* [EXTRACTED DATA]:

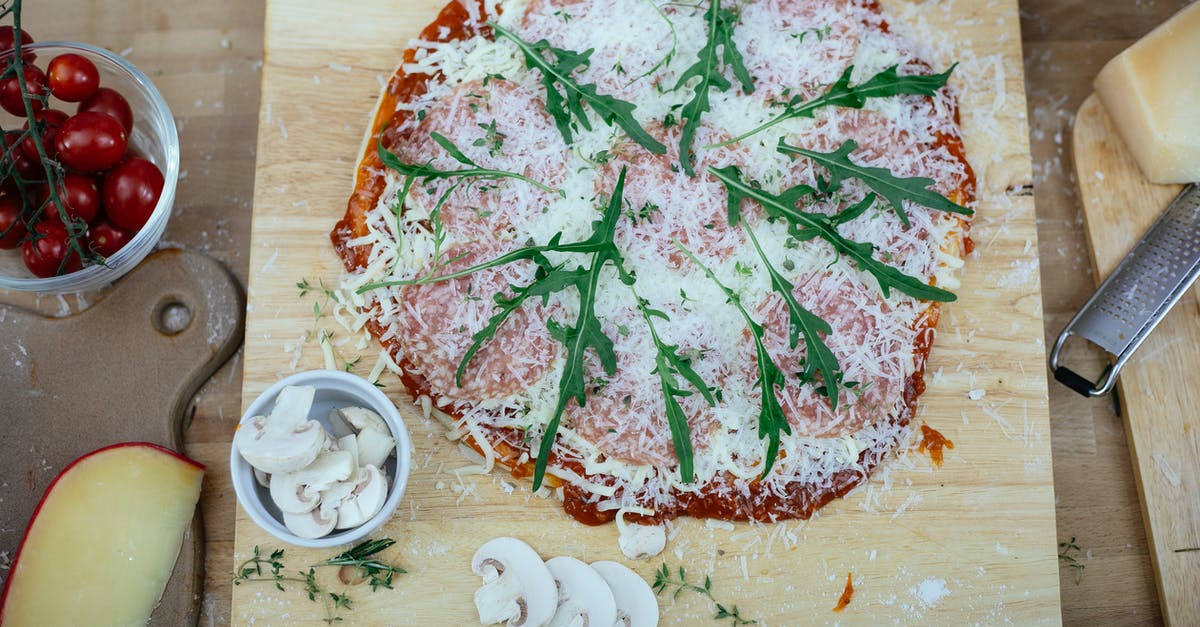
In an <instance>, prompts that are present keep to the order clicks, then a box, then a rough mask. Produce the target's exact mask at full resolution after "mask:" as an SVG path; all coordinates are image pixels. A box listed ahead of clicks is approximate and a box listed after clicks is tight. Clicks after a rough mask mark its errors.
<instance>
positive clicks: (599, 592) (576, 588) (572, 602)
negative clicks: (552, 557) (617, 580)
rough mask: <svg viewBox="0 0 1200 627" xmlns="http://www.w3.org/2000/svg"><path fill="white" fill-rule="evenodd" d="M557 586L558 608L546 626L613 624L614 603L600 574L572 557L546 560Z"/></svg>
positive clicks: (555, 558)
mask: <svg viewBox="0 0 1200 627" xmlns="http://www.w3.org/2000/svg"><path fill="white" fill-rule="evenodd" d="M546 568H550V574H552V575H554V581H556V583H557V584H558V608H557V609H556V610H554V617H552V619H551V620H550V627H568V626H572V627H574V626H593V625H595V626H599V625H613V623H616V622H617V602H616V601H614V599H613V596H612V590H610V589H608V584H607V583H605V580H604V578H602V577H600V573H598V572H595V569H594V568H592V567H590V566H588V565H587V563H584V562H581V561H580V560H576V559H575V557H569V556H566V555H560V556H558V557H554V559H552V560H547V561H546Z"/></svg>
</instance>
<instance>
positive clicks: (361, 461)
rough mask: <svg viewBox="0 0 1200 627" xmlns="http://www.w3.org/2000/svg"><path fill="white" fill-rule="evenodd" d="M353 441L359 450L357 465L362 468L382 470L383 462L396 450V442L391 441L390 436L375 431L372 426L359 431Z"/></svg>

* * *

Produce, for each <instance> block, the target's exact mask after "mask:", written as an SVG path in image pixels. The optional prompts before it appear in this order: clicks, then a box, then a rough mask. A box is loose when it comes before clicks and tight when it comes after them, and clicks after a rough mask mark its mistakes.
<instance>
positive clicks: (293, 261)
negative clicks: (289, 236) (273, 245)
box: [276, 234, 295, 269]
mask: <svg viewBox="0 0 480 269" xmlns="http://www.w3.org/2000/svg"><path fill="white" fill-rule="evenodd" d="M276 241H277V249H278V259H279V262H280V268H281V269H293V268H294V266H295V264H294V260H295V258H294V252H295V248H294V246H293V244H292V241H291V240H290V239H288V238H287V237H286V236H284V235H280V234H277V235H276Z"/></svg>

---

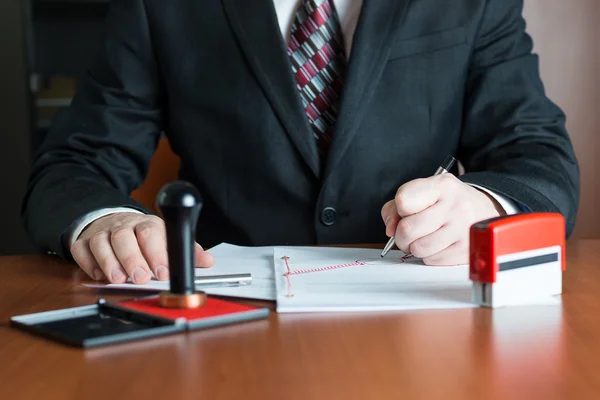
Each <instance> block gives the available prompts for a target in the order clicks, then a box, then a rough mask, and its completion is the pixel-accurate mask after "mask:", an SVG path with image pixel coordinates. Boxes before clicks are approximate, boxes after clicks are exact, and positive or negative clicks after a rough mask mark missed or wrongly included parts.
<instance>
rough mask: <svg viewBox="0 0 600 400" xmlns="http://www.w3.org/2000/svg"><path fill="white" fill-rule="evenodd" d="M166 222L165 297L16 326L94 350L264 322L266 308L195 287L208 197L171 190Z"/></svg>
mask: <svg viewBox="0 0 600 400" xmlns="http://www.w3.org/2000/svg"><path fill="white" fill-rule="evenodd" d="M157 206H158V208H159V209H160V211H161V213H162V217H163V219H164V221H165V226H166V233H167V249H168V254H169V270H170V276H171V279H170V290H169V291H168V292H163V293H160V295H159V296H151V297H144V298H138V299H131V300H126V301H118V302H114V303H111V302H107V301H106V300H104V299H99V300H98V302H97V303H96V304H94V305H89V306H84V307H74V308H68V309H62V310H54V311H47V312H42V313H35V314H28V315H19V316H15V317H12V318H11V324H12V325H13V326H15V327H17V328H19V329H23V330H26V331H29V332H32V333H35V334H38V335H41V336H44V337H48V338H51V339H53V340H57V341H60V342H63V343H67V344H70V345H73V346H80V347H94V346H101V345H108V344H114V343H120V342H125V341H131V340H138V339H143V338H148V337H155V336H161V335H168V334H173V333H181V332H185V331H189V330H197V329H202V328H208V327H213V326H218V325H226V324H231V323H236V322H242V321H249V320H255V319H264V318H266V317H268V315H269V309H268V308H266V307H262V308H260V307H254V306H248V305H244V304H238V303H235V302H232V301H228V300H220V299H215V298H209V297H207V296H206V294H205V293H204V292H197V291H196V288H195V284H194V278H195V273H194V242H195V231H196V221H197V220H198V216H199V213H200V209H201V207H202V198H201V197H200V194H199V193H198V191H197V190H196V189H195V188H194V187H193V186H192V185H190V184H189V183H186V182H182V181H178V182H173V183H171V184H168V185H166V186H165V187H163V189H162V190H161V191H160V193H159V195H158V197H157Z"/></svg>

* [EXERCISE DIRECTIONS]: Repeat the entries above verbatim, but only from the line that has "negative clicks: (552, 557) (617, 580)" down to the line that has "441L359 450L357 465L362", inclusive.

* [SOLUTION TO THIS PROBLEM]:
negative clicks: (552, 557) (617, 580)
rough mask: <svg viewBox="0 0 1200 627" xmlns="http://www.w3.org/2000/svg"><path fill="white" fill-rule="evenodd" d="M557 586L558 608L546 626L613 624L614 603L600 574L572 557L546 560Z"/></svg>
positive clicks: (555, 558)
mask: <svg viewBox="0 0 1200 627" xmlns="http://www.w3.org/2000/svg"><path fill="white" fill-rule="evenodd" d="M546 568H550V574H552V575H554V581H556V583H557V584H558V608H557V609H556V610H554V617H552V619H551V620H550V627H568V626H572V627H574V626H593V625H595V626H599V625H613V623H616V622H617V602H616V601H614V599H613V596H612V590H610V589H608V584H607V583H605V580H604V578H602V577H600V573H598V572H595V569H594V568H592V567H590V566H588V565H587V563H584V562H581V561H580V560H576V559H575V557H569V556H566V555H560V556H558V557H554V559H552V560H547V561H546Z"/></svg>
</instance>
<instance>
positive clicks: (361, 461)
rough mask: <svg viewBox="0 0 1200 627" xmlns="http://www.w3.org/2000/svg"><path fill="white" fill-rule="evenodd" d="M353 441L359 450L357 465L362 468L382 470L383 462L396 450V442L391 441L390 436L375 431L372 426L359 431Z"/></svg>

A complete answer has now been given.